**TEXT PROVIDED:**
-------
Pasco Fearon, also from UCL, reported on the collaboration with Kids Company, which now has its own neuroscience lab on the premises. He confessed to a sense of being on the cusp of ‘an exciting period informed by neuroscience’. Researchers are beginning now to map out attachment in these terms. He outlined the different patterns of attachment (secure, avoidant, resistant, disorganised, disinhibited) and highlighted disorganised attachment, which risks the worst developmental outcomes. He suggested two possible intervention strategies: the psychotherapeutic model, which would involve working with parents’ attachment histories and with the relationship (e.g. parent-infant psychotherapy); and using supportive networks, home visiting, and sensitivity-based interventions such as video feedback. In any case, Fearon said, early intervention is vital to improve the quality of attachments.
The Tavistock’s Alessandra Lemma ended the scientific part of the morning, dealing with mentalizing trauma. She recommended bringing a psychoanalytic perspective to any work which entails being in a relationship with someone needing help. A trauma, she said, is an attack on our attachments; it is experienced as a breach in the quality and felt security of them. Trauma also undermines the psychically integrating function of narrative, with a breakdown in the capacity to reflect on and represent lived experience.
-------
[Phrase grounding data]
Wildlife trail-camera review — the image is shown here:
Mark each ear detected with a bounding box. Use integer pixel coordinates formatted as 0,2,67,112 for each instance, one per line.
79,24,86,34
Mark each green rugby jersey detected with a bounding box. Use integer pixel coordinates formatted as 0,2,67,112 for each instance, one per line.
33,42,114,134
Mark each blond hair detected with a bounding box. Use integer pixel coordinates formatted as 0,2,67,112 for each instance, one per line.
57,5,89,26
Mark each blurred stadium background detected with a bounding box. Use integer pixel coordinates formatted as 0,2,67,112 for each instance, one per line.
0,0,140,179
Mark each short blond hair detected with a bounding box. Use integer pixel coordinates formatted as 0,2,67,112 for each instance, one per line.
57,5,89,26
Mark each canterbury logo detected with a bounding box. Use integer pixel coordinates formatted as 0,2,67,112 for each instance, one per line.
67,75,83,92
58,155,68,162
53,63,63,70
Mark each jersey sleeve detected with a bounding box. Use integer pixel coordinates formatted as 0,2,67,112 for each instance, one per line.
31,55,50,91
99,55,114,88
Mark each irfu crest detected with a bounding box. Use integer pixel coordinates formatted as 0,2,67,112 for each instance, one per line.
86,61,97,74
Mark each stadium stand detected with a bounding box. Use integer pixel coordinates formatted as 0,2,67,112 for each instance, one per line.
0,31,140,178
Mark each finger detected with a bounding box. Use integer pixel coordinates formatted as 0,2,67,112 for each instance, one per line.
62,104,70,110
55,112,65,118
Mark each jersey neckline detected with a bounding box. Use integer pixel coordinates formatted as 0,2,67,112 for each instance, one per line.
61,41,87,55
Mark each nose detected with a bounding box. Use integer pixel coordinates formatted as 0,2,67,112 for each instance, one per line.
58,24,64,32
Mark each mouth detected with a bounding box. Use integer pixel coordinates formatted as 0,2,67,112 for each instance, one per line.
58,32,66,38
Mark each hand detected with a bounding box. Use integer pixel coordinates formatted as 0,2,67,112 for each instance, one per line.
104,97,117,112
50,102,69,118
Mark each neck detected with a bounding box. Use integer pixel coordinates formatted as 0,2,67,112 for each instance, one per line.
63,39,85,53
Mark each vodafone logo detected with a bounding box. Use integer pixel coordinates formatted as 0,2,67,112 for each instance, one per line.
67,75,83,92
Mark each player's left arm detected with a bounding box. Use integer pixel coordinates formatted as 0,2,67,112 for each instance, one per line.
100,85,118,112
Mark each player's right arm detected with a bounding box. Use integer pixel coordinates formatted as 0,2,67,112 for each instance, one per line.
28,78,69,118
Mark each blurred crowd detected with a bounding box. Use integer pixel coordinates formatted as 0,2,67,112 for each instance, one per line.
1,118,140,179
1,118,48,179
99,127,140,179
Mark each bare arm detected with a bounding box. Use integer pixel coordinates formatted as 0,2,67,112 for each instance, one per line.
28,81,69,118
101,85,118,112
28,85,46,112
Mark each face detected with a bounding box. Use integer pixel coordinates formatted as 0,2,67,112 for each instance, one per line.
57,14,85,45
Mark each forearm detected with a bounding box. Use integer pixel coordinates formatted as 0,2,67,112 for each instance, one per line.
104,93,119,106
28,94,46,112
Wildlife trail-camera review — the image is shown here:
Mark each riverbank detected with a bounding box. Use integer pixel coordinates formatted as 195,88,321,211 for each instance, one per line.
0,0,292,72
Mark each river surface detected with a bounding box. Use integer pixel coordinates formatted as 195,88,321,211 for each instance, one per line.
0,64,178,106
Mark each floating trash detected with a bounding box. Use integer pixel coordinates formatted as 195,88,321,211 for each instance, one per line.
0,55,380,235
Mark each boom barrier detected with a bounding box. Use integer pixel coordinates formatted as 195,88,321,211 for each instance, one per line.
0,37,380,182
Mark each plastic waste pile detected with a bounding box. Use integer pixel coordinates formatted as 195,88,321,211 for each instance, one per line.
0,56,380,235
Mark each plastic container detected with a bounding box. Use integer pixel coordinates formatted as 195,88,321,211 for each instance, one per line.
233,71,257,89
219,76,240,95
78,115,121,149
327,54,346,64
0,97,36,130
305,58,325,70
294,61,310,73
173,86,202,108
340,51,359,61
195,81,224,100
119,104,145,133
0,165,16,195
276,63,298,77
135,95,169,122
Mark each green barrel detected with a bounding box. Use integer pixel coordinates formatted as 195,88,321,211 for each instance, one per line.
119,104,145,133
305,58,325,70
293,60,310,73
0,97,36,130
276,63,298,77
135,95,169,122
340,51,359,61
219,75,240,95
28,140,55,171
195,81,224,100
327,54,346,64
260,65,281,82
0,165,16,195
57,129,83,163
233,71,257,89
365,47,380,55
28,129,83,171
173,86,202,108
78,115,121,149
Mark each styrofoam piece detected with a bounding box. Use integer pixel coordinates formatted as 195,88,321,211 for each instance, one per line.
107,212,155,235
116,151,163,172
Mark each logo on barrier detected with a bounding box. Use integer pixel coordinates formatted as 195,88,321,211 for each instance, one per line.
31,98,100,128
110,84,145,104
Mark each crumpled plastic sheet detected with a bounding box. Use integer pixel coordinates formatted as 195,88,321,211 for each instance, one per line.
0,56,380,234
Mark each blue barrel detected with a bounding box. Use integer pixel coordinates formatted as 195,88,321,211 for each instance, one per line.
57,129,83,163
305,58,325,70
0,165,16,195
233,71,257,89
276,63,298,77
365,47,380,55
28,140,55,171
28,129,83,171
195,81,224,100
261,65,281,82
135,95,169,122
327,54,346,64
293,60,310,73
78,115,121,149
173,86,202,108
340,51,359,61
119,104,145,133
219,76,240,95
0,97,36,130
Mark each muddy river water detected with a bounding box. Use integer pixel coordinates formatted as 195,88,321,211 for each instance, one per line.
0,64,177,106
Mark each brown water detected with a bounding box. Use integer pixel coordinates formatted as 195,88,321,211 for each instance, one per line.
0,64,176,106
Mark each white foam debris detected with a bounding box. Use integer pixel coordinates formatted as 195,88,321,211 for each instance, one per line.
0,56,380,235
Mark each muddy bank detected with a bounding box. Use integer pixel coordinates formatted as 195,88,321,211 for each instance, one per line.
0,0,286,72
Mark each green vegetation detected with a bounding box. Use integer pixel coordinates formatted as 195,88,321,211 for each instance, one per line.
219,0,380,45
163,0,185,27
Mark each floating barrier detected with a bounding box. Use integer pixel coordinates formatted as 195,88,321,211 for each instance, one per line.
-------
**WHAT TO DO:**
**a.** In the passage about attachment and trauma, what does Kids Company now have on its premises?
**b.** Transcribe the passage about attachment and trauma between "Pasco Fearon, also" and "quality of attachments.", inclusive.

**PER-TASK OUTPUTS:**
**a.** Its own neuroscience lab.

**b.**
Pasco Fearon, also from UCL, reported on the collaboration with Kids Company, which now has its own neuroscience lab on the premises. He confessed to a sense of being on the cusp of ‘an exciting period informed by neuroscience’. Researchers are beginning now to map out attachment in these terms. He outlined the different patterns of attachment (secure, avoidant, resistant, disorganised, disinhibited) and highlighted disorganised attachment, which risks the worst developmental outcomes. He suggested two possible intervention strategies: the psychotherapeutic model, which would involve working with parents’ attachment histories and with the relationship (e.g. parent-infant psychotherapy); and using supportive networks, home visiting, and sensitivity-based interventions such as video feedback. In any case, Fearon said, early intervention is vital to improve the quality of attachments.